## Directions for this task
Convert every one of the rows below into a numbered list, omitting any blank lines.

## Exercise material
——

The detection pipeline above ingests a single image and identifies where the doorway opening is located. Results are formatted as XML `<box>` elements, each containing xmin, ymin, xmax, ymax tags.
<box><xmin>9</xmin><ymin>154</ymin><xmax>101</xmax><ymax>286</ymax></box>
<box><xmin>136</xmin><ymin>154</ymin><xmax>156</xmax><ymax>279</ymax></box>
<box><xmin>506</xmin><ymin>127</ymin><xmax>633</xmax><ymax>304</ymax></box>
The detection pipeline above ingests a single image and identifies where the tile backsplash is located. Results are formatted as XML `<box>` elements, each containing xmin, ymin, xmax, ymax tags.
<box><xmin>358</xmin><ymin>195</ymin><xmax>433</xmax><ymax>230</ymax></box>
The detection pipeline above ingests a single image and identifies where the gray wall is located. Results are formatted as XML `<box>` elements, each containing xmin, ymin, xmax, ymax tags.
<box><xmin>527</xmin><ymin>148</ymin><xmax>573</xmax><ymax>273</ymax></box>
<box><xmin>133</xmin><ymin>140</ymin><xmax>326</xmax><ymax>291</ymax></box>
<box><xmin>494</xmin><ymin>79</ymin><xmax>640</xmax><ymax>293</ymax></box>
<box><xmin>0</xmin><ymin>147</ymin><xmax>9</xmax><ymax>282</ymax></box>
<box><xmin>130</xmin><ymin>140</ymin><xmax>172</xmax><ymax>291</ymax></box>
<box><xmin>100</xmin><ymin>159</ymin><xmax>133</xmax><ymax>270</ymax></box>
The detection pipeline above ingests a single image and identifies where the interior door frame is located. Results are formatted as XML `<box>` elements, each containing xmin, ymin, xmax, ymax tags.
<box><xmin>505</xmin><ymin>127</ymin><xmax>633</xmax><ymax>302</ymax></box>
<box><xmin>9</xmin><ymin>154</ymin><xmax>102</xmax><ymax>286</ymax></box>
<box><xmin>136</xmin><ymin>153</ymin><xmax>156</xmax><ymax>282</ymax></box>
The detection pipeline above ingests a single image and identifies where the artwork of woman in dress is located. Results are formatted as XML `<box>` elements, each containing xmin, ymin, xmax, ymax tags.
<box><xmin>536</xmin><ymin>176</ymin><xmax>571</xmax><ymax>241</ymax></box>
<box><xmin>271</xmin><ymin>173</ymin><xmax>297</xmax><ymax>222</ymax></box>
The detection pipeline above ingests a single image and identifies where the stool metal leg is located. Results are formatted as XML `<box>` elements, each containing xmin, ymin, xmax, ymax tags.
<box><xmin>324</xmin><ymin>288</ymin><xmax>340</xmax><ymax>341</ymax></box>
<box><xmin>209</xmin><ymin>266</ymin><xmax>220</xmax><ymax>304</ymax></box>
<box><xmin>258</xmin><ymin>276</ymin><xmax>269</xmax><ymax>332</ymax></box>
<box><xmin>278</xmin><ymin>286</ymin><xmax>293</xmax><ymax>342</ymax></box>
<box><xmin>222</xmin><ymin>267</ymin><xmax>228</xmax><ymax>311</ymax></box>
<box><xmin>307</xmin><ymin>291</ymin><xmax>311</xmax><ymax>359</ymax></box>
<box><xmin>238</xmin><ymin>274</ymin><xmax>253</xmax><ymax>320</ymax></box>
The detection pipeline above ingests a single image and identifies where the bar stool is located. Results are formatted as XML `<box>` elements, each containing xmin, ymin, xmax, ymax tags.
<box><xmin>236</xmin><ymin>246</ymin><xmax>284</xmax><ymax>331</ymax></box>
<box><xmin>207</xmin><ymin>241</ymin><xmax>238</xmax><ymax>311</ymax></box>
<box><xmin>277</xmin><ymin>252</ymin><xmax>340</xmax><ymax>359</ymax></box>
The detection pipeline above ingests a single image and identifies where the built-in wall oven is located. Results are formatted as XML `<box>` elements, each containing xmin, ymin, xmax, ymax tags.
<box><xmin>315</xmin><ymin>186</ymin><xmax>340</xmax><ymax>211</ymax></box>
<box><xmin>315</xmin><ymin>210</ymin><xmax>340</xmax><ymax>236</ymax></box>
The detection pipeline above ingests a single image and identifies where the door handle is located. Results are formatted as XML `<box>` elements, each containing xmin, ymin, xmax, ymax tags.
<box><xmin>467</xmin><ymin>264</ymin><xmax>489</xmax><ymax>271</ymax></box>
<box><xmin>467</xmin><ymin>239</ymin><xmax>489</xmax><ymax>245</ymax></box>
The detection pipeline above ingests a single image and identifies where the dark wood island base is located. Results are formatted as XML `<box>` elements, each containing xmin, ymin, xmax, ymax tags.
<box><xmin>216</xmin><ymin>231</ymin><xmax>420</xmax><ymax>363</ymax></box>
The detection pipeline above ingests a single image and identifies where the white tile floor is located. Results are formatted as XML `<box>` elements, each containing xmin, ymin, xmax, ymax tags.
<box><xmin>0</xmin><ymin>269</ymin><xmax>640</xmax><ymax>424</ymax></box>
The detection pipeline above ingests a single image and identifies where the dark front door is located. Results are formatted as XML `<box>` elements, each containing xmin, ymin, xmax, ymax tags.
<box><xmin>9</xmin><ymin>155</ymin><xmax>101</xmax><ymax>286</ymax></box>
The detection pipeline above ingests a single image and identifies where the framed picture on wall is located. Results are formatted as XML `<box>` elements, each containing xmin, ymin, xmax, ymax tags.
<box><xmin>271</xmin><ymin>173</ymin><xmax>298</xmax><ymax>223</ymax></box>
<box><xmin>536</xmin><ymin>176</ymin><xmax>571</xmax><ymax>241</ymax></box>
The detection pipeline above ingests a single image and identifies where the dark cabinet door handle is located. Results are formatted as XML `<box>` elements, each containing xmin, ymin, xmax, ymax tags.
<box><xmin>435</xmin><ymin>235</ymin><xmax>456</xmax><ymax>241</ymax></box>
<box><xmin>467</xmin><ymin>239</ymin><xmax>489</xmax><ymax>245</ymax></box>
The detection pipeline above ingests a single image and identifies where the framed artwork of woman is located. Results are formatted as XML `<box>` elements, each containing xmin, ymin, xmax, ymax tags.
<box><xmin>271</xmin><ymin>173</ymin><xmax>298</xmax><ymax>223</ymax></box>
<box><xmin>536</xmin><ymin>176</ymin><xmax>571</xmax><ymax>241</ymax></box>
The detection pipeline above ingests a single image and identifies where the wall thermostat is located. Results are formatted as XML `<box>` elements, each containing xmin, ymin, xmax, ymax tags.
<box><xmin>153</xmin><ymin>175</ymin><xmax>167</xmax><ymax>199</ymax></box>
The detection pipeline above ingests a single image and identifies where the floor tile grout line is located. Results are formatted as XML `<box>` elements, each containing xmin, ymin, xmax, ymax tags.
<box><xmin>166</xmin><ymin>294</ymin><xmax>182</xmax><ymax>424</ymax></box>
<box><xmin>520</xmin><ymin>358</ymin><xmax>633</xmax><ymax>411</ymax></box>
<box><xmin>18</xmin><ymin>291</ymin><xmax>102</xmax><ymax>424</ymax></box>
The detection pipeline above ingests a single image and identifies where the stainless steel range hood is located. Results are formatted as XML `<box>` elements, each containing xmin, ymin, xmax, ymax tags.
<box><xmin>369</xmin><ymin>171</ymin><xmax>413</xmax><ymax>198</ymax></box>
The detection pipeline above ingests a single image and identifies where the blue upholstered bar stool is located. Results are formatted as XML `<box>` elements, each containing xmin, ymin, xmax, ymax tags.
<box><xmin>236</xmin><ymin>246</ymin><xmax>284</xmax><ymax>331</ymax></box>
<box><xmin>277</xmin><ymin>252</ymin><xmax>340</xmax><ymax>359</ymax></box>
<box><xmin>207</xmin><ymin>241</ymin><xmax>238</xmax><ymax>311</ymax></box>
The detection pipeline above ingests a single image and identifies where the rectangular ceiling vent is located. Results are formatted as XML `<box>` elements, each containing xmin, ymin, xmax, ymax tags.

——

## Response
1. The detection pipeline above ingests a single image and identifies where the doorway opening is located. Results are formatted as XML `<box>` elements, each containing xmin, ymin, xmax, ymax tags.
2. <box><xmin>9</xmin><ymin>154</ymin><xmax>101</xmax><ymax>286</ymax></box>
3. <box><xmin>136</xmin><ymin>154</ymin><xmax>156</xmax><ymax>279</ymax></box>
4. <box><xmin>506</xmin><ymin>127</ymin><xmax>633</xmax><ymax>304</ymax></box>
5. The detection pipeline above ingests a single image and identifies where the tile backsplash is located. Results are formatted as XML `<box>` elements, each containing xmin, ymin, xmax, ymax tags.
6. <box><xmin>358</xmin><ymin>195</ymin><xmax>433</xmax><ymax>230</ymax></box>
7. The detection pipeline above ingests a single image and identifies where the gray wall is located. Results are formatted as XML `<box>` elements, each containing xmin, ymin, xmax, ymax tags.
8. <box><xmin>527</xmin><ymin>148</ymin><xmax>573</xmax><ymax>273</ymax></box>
9. <box><xmin>133</xmin><ymin>140</ymin><xmax>326</xmax><ymax>291</ymax></box>
10. <box><xmin>494</xmin><ymin>79</ymin><xmax>640</xmax><ymax>293</ymax></box>
11. <box><xmin>0</xmin><ymin>147</ymin><xmax>9</xmax><ymax>282</ymax></box>
12. <box><xmin>130</xmin><ymin>140</ymin><xmax>172</xmax><ymax>291</ymax></box>
13. <box><xmin>100</xmin><ymin>159</ymin><xmax>133</xmax><ymax>270</ymax></box>
14. The detection pipeline above ingests a single image and identifies where the interior door frame is located. Results are formatted as XML `<box>` elements, each containing xmin, ymin, xmax, ymax tags.
15. <box><xmin>505</xmin><ymin>127</ymin><xmax>633</xmax><ymax>302</ymax></box>
16. <box><xmin>9</xmin><ymin>154</ymin><xmax>102</xmax><ymax>286</ymax></box>
17. <box><xmin>136</xmin><ymin>153</ymin><xmax>156</xmax><ymax>282</ymax></box>
18. The detection pipeline above ingests a single image and identifies where the artwork of woman in dress is located. Results are formatted as XML `<box>` elements, each containing xmin, ymin, xmax, ymax tags.
19. <box><xmin>536</xmin><ymin>176</ymin><xmax>571</xmax><ymax>241</ymax></box>
20. <box><xmin>271</xmin><ymin>173</ymin><xmax>297</xmax><ymax>222</ymax></box>
21. The detection pipeline above ingests a single image and identifies where the stool metal leg is located. Results are formatted as XML `<box>` elements, each containing xmin, ymin, xmax, ymax tags.
22. <box><xmin>324</xmin><ymin>288</ymin><xmax>340</xmax><ymax>341</ymax></box>
23. <box><xmin>209</xmin><ymin>266</ymin><xmax>220</xmax><ymax>304</ymax></box>
24. <box><xmin>258</xmin><ymin>276</ymin><xmax>269</xmax><ymax>332</ymax></box>
25. <box><xmin>278</xmin><ymin>286</ymin><xmax>293</xmax><ymax>342</ymax></box>
26. <box><xmin>222</xmin><ymin>267</ymin><xmax>228</xmax><ymax>311</ymax></box>
27. <box><xmin>307</xmin><ymin>291</ymin><xmax>311</xmax><ymax>359</ymax></box>
28. <box><xmin>238</xmin><ymin>274</ymin><xmax>253</xmax><ymax>320</ymax></box>
29. The detection pipeline above ingests a single image and identifies where the bar stool is located. Results are formatted as XML `<box>` elements, each containing xmin, ymin, xmax, ymax tags.
30. <box><xmin>236</xmin><ymin>246</ymin><xmax>284</xmax><ymax>331</ymax></box>
31. <box><xmin>207</xmin><ymin>241</ymin><xmax>238</xmax><ymax>311</ymax></box>
32. <box><xmin>277</xmin><ymin>252</ymin><xmax>340</xmax><ymax>359</ymax></box>
33. The detection pipeline above ingests a single image and identifies where the built-in wall oven is located. Results are formatted as XML `<box>` elements, each containing xmin, ymin, xmax, ymax tags.
34. <box><xmin>315</xmin><ymin>186</ymin><xmax>340</xmax><ymax>211</ymax></box>
35. <box><xmin>315</xmin><ymin>210</ymin><xmax>340</xmax><ymax>236</ymax></box>
36. The detection pipeline above ingests a single image and identifies where the door handle is located. Results are formatted as XML `<box>` elements, each containing xmin, ymin, xmax, ymax tags.
37. <box><xmin>467</xmin><ymin>264</ymin><xmax>489</xmax><ymax>271</ymax></box>
38. <box><xmin>467</xmin><ymin>239</ymin><xmax>489</xmax><ymax>245</ymax></box>
39. The detection pipeline above ingests a single image and identifies where the dark wood island base is located. Results are formatted as XML `<box>` elements, each containing xmin, ymin, xmax, ymax tags.
40. <box><xmin>216</xmin><ymin>231</ymin><xmax>420</xmax><ymax>363</ymax></box>
41. The detection pipeline above ingests a single image and identifies where the white tile floor is located. Results are formatted as XML `<box>` elements, each containing xmin, ymin, xmax, ymax tags.
42. <box><xmin>0</xmin><ymin>269</ymin><xmax>640</xmax><ymax>424</ymax></box>
43. The detection pipeline above ingests a single image and identifies where the dark front door is located. Results are formatted as XML `<box>` elements, each containing xmin, ymin, xmax, ymax tags.
44. <box><xmin>9</xmin><ymin>155</ymin><xmax>101</xmax><ymax>286</ymax></box>
45. The detection pipeline above ingests a single image and identifies where the framed picture on wall is located. Results are formatted as XML `<box>` elements, each containing xmin, ymin, xmax, ymax tags.
46. <box><xmin>271</xmin><ymin>173</ymin><xmax>298</xmax><ymax>223</ymax></box>
47. <box><xmin>536</xmin><ymin>176</ymin><xmax>571</xmax><ymax>241</ymax></box>
48. The detection pipeline above ingests a single image and identifies where the dark cabinet door handle is located. Results are formatted as XML `<box>` elements, each containing xmin, ymin, xmax, ymax tags.
49. <box><xmin>435</xmin><ymin>235</ymin><xmax>456</xmax><ymax>241</ymax></box>
50. <box><xmin>467</xmin><ymin>239</ymin><xmax>489</xmax><ymax>245</ymax></box>
51. The detection pipeline above ingests a single image and identifies where the framed artwork of woman is located. Results are formatted as XML `<box>` elements, each containing xmin, ymin, xmax, ymax tags.
52. <box><xmin>271</xmin><ymin>173</ymin><xmax>298</xmax><ymax>223</ymax></box>
53. <box><xmin>536</xmin><ymin>176</ymin><xmax>571</xmax><ymax>241</ymax></box>
54. The detection pipeline above ingests a single image and identifies where the wall thermostat is located. Results are formatted as XML `<box>` elements, each containing xmin, ymin, xmax, ymax tags.
55. <box><xmin>153</xmin><ymin>175</ymin><xmax>167</xmax><ymax>199</ymax></box>
56. The detection pipeline above ingests a single image and identifies where the floor tile grout line is located. Results are formatted as XML `<box>` elements, each containing xmin, ymin, xmax, ymax tags.
57. <box><xmin>166</xmin><ymin>294</ymin><xmax>182</xmax><ymax>424</ymax></box>
58. <box><xmin>520</xmin><ymin>358</ymin><xmax>633</xmax><ymax>411</ymax></box>
59. <box><xmin>18</xmin><ymin>291</ymin><xmax>102</xmax><ymax>424</ymax></box>
60. The detection pipeline above ingests a single image and identifies where the stainless steel range hood is located. Results are formatted as XML `<box>` elements, each containing xmin, ymin, xmax, ymax tags.
61. <box><xmin>369</xmin><ymin>171</ymin><xmax>413</xmax><ymax>198</ymax></box>
62. The detection pipeline above ingests a single image and identifies where the blue upholstered bar stool is located. Results are formatted as XML `<box>` elements, each containing xmin, ymin, xmax, ymax tags.
63. <box><xmin>236</xmin><ymin>246</ymin><xmax>284</xmax><ymax>331</ymax></box>
64. <box><xmin>277</xmin><ymin>252</ymin><xmax>340</xmax><ymax>359</ymax></box>
65. <box><xmin>207</xmin><ymin>241</ymin><xmax>238</xmax><ymax>311</ymax></box>
66. The detection pipeline above ingests a single image and identifies where the rectangular ceiling vent is located. Results are formatted as XML `<box>` elements, each containing xmin, ymin, xmax, ymax tags.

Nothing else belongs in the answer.